Tally the lines in the records below that contain the string "white" and give only that number.

= = = = =

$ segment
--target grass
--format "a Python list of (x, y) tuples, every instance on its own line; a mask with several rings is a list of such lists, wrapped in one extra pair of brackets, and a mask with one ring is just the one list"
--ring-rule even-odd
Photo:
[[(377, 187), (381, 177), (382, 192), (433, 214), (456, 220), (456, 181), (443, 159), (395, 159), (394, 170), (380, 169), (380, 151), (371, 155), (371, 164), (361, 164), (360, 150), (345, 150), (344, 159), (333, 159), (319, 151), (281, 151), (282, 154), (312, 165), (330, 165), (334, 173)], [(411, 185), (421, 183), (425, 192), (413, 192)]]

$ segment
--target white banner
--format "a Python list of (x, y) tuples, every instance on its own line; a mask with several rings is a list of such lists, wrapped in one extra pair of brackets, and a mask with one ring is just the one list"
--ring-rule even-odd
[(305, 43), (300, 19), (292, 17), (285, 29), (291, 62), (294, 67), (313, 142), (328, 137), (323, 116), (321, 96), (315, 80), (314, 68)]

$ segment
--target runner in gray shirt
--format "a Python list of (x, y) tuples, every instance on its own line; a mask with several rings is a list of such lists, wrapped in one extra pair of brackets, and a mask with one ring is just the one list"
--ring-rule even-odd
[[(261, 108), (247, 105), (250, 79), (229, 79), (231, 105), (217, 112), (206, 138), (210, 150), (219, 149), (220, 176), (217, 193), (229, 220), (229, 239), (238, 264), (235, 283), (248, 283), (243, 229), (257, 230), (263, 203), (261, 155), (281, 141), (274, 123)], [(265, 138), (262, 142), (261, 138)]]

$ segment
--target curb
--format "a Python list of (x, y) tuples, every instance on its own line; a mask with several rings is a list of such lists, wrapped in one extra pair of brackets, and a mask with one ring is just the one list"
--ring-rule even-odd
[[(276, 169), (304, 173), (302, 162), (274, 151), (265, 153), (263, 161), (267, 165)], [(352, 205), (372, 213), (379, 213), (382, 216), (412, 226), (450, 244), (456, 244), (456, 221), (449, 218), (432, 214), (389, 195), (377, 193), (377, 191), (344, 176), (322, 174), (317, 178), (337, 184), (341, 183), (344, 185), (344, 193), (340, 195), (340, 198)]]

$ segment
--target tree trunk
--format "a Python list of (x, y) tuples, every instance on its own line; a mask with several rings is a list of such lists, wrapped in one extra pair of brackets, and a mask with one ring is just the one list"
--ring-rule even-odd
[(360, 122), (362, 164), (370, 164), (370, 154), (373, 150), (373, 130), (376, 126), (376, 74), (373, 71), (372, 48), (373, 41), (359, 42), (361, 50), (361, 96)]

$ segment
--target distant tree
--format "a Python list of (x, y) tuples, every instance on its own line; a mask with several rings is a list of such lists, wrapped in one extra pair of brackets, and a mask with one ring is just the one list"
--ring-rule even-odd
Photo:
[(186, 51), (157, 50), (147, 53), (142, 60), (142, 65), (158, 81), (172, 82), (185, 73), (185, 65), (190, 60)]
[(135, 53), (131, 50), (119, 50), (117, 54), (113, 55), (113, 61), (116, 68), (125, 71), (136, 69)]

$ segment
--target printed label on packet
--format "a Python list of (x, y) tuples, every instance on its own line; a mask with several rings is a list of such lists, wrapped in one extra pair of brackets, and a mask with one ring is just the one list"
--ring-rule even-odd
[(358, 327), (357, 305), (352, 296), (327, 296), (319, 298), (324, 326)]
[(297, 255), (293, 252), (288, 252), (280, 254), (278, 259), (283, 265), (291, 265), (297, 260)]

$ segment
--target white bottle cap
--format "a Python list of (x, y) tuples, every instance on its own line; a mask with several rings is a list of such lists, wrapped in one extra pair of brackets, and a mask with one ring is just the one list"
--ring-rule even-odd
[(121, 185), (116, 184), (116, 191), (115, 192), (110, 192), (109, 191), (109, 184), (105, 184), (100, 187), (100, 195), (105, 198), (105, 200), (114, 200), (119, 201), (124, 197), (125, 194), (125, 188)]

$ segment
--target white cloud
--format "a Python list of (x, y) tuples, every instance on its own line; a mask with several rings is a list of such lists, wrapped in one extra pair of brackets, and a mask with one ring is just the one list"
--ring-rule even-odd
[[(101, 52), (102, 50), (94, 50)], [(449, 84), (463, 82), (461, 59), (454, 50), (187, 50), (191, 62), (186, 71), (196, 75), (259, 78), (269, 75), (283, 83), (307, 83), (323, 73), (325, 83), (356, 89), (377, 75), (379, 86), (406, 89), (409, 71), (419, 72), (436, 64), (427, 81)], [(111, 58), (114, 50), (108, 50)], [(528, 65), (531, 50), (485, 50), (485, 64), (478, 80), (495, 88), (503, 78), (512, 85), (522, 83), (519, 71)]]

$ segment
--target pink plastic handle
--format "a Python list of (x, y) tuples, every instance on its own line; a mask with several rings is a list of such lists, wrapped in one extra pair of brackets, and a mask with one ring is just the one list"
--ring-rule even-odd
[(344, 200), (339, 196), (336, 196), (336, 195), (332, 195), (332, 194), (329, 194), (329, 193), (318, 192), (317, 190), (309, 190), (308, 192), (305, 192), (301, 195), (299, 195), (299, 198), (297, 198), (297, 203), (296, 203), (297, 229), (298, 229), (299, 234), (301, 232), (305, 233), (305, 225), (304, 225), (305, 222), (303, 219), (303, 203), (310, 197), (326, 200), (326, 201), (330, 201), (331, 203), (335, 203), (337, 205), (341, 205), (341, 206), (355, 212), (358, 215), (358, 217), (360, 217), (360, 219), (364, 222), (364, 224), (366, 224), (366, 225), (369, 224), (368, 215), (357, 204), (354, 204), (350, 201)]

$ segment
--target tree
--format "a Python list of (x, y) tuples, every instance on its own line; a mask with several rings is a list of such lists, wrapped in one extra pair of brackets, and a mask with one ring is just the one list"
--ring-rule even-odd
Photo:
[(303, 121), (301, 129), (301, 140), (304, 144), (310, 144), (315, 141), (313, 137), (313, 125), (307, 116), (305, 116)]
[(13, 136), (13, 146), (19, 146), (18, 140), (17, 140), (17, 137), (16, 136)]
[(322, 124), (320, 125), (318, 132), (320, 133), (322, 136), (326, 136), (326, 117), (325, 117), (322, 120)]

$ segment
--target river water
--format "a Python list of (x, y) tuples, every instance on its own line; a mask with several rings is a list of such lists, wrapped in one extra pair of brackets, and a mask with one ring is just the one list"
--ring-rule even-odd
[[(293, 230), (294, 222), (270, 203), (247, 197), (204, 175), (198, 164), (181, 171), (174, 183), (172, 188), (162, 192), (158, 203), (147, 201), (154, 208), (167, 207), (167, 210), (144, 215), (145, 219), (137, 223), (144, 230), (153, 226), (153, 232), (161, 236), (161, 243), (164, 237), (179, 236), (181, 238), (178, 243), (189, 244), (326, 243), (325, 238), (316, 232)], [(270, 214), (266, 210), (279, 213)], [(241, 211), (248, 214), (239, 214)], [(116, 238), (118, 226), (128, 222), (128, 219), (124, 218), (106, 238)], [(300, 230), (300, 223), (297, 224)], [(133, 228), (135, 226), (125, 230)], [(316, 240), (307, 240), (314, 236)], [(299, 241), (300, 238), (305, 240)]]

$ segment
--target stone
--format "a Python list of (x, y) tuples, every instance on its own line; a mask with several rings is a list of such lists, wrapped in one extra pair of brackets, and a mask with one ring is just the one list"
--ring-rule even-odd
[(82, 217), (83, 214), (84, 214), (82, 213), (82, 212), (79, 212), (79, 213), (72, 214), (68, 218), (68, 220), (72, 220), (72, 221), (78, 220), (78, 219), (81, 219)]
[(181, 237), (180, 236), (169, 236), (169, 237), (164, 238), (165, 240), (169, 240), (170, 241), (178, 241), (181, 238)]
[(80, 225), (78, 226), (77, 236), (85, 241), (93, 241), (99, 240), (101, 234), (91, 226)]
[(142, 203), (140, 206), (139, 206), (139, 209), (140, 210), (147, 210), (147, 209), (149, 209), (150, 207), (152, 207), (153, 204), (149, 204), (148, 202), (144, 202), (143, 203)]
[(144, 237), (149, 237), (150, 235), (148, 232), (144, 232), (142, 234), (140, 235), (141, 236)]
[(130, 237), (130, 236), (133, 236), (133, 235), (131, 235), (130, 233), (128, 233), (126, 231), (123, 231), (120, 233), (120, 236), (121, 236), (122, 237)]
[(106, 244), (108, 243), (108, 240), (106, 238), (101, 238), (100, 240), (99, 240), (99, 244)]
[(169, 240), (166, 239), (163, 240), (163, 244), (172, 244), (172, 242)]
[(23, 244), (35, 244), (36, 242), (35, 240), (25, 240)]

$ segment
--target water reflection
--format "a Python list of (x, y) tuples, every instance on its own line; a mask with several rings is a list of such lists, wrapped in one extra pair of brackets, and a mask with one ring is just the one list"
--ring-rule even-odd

= = = = =

* _Exercise answer_: 3